課題内容> 以下のデータの冒頭から「[139,295,579,847]」を含む行までの各行を、両端を含めて依頼文ごと書き直してください。その際、解答に含まれる座標の数値すべてに-140を加えてください。

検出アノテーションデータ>
==================================================

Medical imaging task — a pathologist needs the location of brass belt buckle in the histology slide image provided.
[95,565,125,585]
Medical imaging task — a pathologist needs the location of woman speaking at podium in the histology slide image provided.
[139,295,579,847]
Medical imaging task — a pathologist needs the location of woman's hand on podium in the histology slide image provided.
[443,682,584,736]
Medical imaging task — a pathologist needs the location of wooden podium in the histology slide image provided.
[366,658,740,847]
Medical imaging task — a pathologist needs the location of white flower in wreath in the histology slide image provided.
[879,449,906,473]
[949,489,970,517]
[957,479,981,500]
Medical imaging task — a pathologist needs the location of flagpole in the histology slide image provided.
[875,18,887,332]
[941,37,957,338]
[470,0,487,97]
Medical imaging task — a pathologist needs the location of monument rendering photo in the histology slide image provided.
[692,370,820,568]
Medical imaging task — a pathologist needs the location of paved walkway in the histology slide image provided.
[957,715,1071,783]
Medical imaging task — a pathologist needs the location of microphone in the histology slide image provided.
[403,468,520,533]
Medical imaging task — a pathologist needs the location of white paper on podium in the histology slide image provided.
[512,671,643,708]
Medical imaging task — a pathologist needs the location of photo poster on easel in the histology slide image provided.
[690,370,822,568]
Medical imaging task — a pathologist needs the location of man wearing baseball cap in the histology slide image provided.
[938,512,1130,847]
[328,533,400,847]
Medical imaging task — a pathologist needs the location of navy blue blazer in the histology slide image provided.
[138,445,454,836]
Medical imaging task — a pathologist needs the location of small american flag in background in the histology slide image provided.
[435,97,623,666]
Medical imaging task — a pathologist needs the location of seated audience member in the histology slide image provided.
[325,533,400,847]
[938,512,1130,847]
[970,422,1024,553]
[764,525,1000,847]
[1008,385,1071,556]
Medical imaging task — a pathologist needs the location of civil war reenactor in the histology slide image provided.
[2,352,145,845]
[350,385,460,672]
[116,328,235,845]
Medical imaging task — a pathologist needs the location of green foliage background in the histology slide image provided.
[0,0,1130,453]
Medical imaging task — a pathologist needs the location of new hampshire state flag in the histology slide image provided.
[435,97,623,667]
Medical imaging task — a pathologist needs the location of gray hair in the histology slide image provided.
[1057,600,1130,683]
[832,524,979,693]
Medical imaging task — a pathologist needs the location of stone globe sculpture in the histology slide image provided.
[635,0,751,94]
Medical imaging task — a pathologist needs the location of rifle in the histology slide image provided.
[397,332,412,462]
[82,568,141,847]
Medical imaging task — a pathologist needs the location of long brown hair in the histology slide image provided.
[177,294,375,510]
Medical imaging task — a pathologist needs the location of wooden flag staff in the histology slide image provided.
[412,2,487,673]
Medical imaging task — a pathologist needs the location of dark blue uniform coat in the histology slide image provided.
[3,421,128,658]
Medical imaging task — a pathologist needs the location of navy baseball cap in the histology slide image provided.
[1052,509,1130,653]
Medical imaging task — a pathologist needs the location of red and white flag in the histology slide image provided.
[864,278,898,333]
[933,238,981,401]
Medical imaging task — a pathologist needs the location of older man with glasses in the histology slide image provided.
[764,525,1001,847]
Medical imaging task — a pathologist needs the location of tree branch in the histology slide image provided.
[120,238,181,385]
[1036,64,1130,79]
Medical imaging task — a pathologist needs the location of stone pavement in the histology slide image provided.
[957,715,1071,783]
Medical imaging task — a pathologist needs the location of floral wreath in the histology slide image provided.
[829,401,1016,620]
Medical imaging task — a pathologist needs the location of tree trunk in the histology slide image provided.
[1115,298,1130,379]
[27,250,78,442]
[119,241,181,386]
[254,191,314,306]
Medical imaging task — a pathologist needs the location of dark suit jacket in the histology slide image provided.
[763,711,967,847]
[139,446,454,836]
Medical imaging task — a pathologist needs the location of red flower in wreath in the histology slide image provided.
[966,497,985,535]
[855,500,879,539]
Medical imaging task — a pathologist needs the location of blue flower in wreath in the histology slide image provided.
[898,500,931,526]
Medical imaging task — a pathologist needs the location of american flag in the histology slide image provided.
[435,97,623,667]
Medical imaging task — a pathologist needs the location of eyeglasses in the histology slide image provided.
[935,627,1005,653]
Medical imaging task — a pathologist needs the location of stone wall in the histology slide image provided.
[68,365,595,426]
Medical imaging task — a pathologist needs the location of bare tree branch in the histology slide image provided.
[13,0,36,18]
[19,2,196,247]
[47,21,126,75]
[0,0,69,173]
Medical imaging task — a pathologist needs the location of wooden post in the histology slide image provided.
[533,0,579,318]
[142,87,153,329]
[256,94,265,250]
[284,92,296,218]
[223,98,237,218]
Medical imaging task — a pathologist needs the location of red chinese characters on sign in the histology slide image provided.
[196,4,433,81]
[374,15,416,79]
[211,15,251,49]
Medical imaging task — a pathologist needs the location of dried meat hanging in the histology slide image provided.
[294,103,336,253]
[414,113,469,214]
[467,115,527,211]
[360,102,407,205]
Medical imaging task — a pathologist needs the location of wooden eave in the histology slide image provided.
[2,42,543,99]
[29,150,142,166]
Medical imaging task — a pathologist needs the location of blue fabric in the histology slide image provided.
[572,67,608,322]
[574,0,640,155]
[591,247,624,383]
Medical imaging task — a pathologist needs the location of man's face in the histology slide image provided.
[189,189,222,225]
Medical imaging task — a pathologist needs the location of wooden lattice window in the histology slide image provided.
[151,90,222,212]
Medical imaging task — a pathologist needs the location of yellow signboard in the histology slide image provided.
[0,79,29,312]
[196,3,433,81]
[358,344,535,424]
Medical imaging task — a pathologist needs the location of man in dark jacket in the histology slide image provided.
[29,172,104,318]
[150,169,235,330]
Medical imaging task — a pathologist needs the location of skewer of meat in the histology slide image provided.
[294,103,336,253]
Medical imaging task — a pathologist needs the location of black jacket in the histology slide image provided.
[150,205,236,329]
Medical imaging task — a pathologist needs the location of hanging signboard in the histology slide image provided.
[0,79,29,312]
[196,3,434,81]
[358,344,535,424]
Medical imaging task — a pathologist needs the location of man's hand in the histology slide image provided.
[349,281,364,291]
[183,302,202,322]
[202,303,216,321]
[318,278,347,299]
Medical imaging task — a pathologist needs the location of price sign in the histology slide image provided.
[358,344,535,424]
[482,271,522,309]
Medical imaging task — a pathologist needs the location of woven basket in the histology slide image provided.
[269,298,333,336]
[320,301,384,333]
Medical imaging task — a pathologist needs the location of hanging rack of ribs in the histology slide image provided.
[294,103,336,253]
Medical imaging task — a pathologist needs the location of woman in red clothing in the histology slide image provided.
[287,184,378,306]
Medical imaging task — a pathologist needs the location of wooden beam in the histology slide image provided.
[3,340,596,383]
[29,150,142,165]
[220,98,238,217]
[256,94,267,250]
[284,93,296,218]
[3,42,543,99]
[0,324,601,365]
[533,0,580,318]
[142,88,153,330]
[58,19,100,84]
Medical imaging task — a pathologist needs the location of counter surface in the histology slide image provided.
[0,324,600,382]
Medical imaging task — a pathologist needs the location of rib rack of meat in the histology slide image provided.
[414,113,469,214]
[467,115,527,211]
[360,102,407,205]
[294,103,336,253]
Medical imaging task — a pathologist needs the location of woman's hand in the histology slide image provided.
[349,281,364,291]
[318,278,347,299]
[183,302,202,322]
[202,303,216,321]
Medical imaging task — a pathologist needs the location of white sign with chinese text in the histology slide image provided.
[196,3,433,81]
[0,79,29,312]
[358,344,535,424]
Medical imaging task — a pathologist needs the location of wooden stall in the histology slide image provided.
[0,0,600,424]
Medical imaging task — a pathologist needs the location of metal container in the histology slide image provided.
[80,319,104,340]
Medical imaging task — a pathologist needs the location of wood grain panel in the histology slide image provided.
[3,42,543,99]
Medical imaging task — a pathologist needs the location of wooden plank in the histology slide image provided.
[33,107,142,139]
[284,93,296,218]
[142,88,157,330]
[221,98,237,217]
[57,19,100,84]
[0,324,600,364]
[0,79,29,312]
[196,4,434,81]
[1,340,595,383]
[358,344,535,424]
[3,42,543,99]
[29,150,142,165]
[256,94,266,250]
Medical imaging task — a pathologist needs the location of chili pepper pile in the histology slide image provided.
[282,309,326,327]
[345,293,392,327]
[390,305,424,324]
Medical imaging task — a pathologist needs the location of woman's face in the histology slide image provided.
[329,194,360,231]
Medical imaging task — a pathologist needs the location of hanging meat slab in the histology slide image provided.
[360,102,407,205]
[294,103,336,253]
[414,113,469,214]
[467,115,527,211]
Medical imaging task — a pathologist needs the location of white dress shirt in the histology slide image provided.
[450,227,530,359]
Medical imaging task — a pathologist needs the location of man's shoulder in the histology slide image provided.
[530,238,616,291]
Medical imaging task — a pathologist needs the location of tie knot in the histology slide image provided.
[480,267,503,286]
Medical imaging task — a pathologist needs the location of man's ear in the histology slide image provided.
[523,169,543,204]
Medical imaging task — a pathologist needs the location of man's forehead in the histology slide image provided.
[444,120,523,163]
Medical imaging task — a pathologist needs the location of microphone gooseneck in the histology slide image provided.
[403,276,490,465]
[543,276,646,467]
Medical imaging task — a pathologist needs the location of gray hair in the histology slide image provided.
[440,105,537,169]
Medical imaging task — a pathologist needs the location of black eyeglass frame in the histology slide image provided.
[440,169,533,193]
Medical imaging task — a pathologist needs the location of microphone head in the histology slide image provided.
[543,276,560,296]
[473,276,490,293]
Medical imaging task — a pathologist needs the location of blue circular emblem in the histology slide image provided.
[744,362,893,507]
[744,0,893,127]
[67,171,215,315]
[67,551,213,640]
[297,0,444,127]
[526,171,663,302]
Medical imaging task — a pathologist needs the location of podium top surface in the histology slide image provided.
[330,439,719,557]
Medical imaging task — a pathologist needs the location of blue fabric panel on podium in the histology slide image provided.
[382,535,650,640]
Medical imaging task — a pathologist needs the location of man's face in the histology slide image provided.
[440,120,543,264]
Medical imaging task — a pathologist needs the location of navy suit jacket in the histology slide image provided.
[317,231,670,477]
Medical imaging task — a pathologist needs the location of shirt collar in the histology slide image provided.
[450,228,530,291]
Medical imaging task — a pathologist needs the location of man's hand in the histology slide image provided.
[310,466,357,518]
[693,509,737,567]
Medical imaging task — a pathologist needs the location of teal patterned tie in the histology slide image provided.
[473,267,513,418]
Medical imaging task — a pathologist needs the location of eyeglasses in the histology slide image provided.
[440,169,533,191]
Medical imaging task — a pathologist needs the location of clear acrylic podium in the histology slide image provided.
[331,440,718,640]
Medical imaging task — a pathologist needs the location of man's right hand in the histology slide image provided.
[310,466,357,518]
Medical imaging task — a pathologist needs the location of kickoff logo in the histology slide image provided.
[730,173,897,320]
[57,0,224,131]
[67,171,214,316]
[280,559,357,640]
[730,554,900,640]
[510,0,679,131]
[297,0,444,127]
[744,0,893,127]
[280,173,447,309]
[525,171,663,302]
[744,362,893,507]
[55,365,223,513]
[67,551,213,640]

==================================================

解答>
Medical imaging task — a pathologist needs the location of brass belt buckle in the histology slide image provided.
[-45,425,-15,445]
Medical imaging task — a pathologist needs the location of woman speaking at podium in the histology slide image provided.
[-1,155,439,707]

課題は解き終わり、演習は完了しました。